TASK PROMPT
All of the data below needs to be set down once more, exactly as written.

Stored items

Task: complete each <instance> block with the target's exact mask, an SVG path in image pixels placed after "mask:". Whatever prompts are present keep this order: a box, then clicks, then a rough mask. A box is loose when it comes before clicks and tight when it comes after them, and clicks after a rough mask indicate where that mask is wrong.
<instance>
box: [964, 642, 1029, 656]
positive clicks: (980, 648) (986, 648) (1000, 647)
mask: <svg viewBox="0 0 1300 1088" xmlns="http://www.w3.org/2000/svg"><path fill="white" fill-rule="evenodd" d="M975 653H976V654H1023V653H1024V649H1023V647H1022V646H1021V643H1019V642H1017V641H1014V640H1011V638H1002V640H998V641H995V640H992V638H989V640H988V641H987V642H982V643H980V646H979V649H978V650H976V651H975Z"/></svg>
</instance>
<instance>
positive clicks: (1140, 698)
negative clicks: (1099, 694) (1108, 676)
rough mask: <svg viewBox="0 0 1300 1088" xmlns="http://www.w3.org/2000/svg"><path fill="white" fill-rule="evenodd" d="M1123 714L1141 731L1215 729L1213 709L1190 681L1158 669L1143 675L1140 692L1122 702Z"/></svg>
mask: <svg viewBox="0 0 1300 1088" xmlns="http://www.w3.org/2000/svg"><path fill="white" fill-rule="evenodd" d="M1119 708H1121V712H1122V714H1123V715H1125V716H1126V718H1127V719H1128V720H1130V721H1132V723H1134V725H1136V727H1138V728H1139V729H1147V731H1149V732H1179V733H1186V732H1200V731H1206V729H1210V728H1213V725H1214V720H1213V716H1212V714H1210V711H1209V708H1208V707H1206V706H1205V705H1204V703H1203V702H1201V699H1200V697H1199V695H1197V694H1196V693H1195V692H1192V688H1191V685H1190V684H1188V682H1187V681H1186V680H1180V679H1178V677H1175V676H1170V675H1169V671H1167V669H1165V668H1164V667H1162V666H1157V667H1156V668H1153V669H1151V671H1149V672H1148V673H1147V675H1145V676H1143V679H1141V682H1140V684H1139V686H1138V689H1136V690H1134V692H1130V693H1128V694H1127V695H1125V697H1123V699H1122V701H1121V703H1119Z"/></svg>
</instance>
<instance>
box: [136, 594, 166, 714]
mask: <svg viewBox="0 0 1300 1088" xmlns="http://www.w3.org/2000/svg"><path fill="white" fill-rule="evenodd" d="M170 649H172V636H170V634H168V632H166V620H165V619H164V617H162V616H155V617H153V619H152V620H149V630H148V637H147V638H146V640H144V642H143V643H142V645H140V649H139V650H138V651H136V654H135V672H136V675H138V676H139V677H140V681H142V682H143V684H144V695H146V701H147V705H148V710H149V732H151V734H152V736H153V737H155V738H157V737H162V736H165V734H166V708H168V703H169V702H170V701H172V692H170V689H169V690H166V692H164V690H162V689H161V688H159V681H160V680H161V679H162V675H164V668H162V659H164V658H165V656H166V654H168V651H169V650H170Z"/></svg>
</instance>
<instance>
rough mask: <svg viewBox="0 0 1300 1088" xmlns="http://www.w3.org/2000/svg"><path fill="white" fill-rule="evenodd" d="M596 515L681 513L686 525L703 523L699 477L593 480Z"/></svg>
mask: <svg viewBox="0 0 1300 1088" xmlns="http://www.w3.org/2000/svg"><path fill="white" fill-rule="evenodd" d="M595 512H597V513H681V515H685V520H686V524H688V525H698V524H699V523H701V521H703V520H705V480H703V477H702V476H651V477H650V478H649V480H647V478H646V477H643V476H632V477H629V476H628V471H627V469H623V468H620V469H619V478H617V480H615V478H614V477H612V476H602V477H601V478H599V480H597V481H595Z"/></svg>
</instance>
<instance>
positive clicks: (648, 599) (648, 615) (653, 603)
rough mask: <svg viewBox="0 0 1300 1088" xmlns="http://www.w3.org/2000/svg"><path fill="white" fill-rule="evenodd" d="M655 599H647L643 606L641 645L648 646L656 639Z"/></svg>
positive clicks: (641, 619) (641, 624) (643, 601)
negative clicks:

WRITTEN ANSWER
Task: complete each <instance> block with the target's exact mask, an SVG path in image pixels placed after "mask:". Whatever prompts are present keep this order: a box, then clicks, then a rough mask. A box is loose when it comes before clicks and tight when it comes after them, and clicks after a rough mask indicate where that mask is wrong.
<instance>
box: [964, 642, 1029, 656]
positive clicks: (980, 648) (986, 648) (1000, 647)
mask: <svg viewBox="0 0 1300 1088" xmlns="http://www.w3.org/2000/svg"><path fill="white" fill-rule="evenodd" d="M975 653H976V654H1023V653H1024V649H1023V647H1022V646H1021V643H1019V642H1017V641H1014V640H1011V638H1002V640H998V641H995V640H992V638H989V640H988V641H987V642H982V643H980V646H979V649H978V650H976V651H975Z"/></svg>
</instance>
<instance>
positive clicks: (1140, 698)
negative clicks: (1099, 694) (1108, 676)
rough mask: <svg viewBox="0 0 1300 1088" xmlns="http://www.w3.org/2000/svg"><path fill="white" fill-rule="evenodd" d="M1123 714L1141 731L1215 729L1213 709L1190 681L1158 669L1143 675L1140 692L1122 702Z"/></svg>
mask: <svg viewBox="0 0 1300 1088" xmlns="http://www.w3.org/2000/svg"><path fill="white" fill-rule="evenodd" d="M1119 708H1121V712H1122V714H1123V715H1125V716H1126V718H1127V719H1128V720H1130V721H1132V723H1134V725H1136V727H1138V728H1139V729H1147V731H1149V732H1179V733H1186V732H1200V731H1206V729H1210V728H1213V725H1214V720H1213V716H1212V714H1210V711H1209V708H1208V707H1206V706H1205V705H1204V703H1203V702H1201V699H1200V697H1199V695H1197V694H1196V693H1195V692H1192V688H1191V685H1190V684H1188V682H1187V681H1186V680H1180V679H1178V677H1175V676H1170V675H1169V671H1167V669H1165V668H1164V667H1162V666H1157V667H1156V668H1153V669H1151V671H1149V672H1148V673H1147V675H1145V676H1143V679H1141V682H1140V684H1139V686H1138V689H1136V690H1134V692H1130V693H1128V694H1127V695H1125V697H1123V699H1122V701H1121V703H1119Z"/></svg>
</instance>
<instance>
box: [136, 594, 166, 714]
mask: <svg viewBox="0 0 1300 1088" xmlns="http://www.w3.org/2000/svg"><path fill="white" fill-rule="evenodd" d="M170 649H172V636H170V634H168V632H166V620H165V619H164V617H162V616H155V617H153V619H152V620H149V630H148V637H147V638H146V640H144V642H143V643H142V645H140V649H139V650H138V651H136V654H135V672H136V675H138V676H139V677H140V681H142V682H143V684H144V695H146V701H147V705H148V710H149V732H151V734H152V736H153V737H155V738H157V737H162V736H165V734H166V708H168V703H169V702H170V701H172V692H170V689H169V690H166V692H164V690H162V689H161V688H159V681H160V680H161V679H162V675H164V668H162V659H164V658H165V656H166V654H168V651H169V650H170Z"/></svg>
</instance>
<instance>
rough mask: <svg viewBox="0 0 1300 1088" xmlns="http://www.w3.org/2000/svg"><path fill="white" fill-rule="evenodd" d="M596 515L681 513L686 525L703 523L699 477L593 480Z"/></svg>
mask: <svg viewBox="0 0 1300 1088" xmlns="http://www.w3.org/2000/svg"><path fill="white" fill-rule="evenodd" d="M595 512H597V513H681V515H685V520H686V524H688V525H698V524H699V523H701V521H703V520H705V480H703V477H702V476H651V477H650V478H649V480H647V478H646V477H643V476H632V477H629V476H628V471H627V469H623V468H620V469H619V478H617V480H615V478H614V477H612V476H602V477H601V478H599V480H597V481H595Z"/></svg>
</instance>
<instance>
positive clicks: (648, 599) (648, 615) (653, 603)
rough mask: <svg viewBox="0 0 1300 1088" xmlns="http://www.w3.org/2000/svg"><path fill="white" fill-rule="evenodd" d="M655 599H647L643 606L641 645L648 646L656 639Z"/></svg>
positive clicks: (641, 619) (641, 624) (643, 601)
negative clicks:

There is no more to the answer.